- **Task prompt**
The lines to retype are the one with "Target: brick paved path" and all that follow it to the end of the entries below; copy them exactly and nothing else.

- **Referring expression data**
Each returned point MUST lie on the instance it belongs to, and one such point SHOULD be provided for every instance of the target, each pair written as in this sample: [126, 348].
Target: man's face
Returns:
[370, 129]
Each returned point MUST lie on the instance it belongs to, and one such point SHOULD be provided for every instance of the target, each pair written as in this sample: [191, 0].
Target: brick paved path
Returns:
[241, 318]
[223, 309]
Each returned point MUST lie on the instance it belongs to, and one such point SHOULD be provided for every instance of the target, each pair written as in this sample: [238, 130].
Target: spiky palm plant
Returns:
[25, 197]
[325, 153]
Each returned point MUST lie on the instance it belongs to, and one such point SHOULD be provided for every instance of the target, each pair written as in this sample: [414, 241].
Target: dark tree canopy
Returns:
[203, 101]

- **Your response**
Target: brick paved path
Returns:
[241, 318]
[223, 309]
Each returned point MUST lie on the instance it belongs to, and one such point SHOULD be provided for every instance of the target, each pair written as in this sample: [238, 130].
Target: spiky palm plant
Returns:
[25, 197]
[325, 153]
Each returned point MUST lie on the instance it belongs to, and one such point SHOULD be provided for every instance of the target, each pair written as in this sample: [414, 241].
Target: dark tree canopy
Returns:
[203, 101]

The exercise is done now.